Exercise instructions — Reproduce the part of the listing below word for word, starting at the line that contains "statue you can see." and ending at the line that contains "[463,580,473,620]".
— start of Supplied records —
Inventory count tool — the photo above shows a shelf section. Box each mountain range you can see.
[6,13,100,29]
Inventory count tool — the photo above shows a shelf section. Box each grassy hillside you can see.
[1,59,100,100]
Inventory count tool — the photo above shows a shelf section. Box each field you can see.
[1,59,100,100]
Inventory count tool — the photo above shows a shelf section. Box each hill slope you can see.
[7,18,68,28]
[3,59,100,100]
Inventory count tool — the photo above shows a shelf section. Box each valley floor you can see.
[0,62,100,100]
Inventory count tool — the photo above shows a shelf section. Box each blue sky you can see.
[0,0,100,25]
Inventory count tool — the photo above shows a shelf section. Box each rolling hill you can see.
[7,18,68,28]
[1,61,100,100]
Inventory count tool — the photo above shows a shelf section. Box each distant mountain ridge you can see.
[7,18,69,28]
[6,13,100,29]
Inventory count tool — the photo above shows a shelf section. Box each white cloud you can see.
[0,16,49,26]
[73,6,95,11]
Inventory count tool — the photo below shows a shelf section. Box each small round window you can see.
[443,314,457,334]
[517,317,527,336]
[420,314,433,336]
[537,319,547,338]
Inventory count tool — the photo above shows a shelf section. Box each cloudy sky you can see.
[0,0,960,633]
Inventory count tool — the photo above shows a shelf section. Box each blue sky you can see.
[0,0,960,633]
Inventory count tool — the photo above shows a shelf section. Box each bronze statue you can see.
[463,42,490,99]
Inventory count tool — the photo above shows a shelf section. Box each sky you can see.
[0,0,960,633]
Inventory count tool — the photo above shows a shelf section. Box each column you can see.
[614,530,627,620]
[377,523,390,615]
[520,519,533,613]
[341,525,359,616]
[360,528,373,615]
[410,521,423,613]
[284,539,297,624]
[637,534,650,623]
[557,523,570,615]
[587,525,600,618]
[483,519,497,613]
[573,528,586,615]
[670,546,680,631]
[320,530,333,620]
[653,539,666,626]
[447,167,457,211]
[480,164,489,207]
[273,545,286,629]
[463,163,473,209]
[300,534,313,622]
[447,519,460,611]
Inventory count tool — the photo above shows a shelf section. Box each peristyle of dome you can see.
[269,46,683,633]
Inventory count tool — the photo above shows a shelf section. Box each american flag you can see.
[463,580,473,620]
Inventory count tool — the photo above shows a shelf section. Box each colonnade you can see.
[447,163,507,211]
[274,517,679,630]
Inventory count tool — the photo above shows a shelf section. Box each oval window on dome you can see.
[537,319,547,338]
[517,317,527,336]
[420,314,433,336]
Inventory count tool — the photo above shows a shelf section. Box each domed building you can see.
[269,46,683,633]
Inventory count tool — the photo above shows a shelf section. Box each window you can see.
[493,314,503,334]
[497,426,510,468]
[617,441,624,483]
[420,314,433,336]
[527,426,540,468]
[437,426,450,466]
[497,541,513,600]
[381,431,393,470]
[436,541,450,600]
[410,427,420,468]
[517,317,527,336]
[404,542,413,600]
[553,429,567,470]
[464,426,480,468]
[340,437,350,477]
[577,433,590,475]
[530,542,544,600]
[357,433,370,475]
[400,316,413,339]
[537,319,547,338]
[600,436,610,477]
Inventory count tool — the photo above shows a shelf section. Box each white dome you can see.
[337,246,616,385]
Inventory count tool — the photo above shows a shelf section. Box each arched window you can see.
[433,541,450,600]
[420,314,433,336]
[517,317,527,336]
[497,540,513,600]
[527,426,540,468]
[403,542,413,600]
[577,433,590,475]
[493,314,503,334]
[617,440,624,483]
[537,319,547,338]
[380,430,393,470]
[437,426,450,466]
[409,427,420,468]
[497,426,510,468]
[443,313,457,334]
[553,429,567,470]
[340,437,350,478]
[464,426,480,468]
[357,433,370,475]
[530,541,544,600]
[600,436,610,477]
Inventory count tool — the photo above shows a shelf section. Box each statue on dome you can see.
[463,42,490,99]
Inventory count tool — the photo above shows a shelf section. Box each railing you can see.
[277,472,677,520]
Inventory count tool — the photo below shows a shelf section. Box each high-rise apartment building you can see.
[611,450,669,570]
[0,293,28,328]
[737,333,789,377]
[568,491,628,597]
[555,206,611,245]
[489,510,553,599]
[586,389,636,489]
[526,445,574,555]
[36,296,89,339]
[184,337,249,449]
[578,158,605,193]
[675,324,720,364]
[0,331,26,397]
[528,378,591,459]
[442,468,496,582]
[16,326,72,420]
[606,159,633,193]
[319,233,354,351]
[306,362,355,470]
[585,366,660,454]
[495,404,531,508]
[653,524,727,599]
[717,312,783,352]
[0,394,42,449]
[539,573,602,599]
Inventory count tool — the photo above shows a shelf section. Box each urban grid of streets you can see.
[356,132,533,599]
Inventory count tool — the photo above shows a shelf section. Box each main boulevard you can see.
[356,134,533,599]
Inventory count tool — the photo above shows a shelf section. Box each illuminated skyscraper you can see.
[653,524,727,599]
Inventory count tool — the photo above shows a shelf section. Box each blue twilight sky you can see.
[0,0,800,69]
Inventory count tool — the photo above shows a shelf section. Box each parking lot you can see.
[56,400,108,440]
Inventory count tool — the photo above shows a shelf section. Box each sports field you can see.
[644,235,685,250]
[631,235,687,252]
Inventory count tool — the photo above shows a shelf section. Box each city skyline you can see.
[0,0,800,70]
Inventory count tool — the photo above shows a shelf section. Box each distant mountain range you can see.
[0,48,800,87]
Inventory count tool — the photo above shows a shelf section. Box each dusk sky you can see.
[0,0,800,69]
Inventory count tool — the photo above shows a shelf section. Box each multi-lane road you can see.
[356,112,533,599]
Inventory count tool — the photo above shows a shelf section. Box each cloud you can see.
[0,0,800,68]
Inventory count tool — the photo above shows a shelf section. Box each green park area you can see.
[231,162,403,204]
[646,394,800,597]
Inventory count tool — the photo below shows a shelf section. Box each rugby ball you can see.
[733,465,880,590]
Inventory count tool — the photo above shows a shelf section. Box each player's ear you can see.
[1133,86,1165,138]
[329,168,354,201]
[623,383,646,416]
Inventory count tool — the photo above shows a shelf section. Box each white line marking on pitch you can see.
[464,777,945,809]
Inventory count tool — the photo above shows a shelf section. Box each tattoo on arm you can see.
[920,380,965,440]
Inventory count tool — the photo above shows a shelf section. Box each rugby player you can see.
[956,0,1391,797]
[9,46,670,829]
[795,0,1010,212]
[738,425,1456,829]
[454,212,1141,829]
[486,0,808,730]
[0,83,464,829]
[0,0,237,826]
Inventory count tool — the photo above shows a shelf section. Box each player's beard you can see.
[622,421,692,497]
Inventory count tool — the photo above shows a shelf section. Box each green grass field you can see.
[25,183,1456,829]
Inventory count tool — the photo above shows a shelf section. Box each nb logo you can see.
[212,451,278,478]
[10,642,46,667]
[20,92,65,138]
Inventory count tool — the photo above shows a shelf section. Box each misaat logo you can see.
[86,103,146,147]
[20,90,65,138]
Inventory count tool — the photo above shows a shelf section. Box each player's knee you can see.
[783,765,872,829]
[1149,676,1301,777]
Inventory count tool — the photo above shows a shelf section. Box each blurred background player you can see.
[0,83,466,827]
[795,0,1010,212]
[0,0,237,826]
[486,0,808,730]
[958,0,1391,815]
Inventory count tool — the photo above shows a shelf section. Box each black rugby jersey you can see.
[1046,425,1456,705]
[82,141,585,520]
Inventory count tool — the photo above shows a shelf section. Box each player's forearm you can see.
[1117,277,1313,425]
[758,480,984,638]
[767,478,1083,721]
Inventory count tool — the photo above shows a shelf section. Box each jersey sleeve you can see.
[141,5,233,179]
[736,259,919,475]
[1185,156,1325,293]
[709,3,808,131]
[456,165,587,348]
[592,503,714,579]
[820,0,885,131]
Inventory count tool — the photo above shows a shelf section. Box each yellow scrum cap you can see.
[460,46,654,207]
— end of Supplied records —
Task answer —
Inventory count tool — the photo above shows a shelf section. Box each bronze statue you can see.
[463,42,490,99]
Inventory count tool — the photo above shows a shelf section. Box each sky you can see.
[0,0,960,633]
Inventory count tool — the photo above shows a shelf section. Box each column you can see.
[614,530,627,620]
[377,523,390,615]
[520,519,533,613]
[341,525,359,616]
[360,528,373,615]
[410,521,423,613]
[284,539,297,624]
[637,534,650,623]
[557,523,570,615]
[587,525,600,618]
[483,519,497,613]
[573,528,586,615]
[670,546,680,631]
[320,530,333,620]
[653,539,666,626]
[447,167,457,211]
[480,164,489,207]
[273,545,286,629]
[463,163,473,209]
[300,534,313,622]
[447,519,460,611]
Inventory count tool — the photo above shows a shelf section. Box each peristyle of dome you can see.
[269,46,683,633]
Inventory count tool — the photo above shows a shelf section. Box each american flag you can see.
[463,580,473,620]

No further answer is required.